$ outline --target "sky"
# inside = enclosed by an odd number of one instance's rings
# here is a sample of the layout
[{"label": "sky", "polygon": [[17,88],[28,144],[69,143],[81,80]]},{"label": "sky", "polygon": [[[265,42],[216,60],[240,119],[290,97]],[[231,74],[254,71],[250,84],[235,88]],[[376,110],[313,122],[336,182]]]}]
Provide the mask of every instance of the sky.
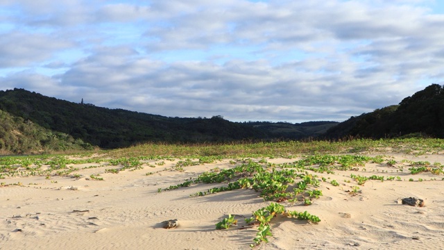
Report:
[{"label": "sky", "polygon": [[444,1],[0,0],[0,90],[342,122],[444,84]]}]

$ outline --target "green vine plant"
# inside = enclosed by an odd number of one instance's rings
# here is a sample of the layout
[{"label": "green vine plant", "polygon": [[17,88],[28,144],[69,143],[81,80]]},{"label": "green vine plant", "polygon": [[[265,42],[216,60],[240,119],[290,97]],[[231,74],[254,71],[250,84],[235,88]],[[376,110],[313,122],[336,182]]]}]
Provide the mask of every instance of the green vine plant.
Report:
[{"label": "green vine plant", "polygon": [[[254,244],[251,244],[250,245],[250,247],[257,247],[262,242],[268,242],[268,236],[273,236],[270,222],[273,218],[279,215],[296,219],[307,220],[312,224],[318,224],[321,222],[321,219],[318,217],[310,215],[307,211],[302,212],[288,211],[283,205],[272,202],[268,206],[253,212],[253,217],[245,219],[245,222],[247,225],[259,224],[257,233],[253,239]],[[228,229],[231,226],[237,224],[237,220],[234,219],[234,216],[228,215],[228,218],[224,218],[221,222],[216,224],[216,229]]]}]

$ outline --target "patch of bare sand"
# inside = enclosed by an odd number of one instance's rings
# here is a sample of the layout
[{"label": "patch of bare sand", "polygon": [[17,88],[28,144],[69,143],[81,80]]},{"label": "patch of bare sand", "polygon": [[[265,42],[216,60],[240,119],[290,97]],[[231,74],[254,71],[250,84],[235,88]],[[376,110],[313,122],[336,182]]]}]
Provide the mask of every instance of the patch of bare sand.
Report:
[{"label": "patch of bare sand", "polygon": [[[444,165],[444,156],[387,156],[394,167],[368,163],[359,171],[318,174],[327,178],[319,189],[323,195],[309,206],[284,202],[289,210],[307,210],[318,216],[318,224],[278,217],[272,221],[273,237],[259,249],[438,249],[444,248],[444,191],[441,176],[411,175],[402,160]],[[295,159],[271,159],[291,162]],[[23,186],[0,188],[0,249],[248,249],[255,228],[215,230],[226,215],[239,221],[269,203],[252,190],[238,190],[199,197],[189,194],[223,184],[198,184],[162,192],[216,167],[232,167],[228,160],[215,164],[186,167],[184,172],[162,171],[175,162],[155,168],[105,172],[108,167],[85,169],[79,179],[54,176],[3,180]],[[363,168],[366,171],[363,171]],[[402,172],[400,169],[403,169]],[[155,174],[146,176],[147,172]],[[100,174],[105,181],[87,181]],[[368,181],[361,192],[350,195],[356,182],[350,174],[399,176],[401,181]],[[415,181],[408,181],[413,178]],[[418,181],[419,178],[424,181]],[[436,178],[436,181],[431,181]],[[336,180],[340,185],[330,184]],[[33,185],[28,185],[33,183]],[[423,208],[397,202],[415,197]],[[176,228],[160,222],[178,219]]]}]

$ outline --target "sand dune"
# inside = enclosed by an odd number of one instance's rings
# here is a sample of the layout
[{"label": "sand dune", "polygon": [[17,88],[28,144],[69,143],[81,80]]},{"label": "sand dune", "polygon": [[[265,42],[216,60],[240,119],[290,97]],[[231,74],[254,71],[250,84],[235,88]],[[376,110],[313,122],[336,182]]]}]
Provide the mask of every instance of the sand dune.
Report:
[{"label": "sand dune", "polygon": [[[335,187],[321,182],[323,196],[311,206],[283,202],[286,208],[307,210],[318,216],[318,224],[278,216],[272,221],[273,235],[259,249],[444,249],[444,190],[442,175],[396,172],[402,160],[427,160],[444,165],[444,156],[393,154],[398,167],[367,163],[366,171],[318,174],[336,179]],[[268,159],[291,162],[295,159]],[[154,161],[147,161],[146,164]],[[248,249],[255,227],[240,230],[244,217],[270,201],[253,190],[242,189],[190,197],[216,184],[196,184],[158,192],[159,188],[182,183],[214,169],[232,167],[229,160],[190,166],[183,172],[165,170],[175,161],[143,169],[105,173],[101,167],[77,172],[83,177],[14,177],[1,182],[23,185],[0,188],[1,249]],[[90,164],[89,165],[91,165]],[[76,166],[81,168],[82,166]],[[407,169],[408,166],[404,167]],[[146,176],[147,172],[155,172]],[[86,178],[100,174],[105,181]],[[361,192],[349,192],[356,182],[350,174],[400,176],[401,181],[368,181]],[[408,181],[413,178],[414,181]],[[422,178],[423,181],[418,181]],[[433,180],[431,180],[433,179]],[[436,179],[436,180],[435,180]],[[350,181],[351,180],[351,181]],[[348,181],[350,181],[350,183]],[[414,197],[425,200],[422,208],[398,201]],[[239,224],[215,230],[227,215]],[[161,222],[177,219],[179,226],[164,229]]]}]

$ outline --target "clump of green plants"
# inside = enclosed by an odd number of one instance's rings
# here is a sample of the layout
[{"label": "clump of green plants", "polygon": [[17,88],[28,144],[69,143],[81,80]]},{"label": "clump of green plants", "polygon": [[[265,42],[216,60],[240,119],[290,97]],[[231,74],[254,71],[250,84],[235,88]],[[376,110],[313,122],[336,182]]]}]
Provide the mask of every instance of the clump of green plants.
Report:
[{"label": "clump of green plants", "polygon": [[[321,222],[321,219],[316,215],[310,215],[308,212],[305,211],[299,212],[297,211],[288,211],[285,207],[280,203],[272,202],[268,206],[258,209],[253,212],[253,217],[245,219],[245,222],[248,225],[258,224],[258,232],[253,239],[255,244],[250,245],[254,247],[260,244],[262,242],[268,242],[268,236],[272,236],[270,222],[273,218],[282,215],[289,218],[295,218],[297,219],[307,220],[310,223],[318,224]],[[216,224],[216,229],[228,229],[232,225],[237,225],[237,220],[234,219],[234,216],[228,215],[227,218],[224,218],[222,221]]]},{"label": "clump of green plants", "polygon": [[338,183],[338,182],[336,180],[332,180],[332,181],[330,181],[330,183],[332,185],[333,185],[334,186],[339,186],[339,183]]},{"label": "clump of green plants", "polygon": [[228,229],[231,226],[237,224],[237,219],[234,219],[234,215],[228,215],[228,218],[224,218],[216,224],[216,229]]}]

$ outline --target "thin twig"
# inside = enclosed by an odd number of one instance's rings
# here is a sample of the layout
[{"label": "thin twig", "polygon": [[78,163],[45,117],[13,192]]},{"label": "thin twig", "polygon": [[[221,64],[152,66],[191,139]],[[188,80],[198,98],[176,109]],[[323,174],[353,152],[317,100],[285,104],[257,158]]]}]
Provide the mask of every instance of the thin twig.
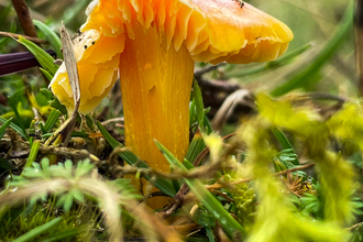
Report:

_ _ _ _

CHALLENGE. Which lines in the listing above contain the string "mask"? Pull out each of those lines in full.

TASK ANSWER.
Provide the mask of every instance of the sky.
Provide the mask of every instance of the green vine plant.
Provide the mask of every instance of the patch of bare sand.
Provide the mask of every instance of the sand dune.
Provide the mask of every instance of the clump of green plants.
Provide the mask of every instance of the thin twig.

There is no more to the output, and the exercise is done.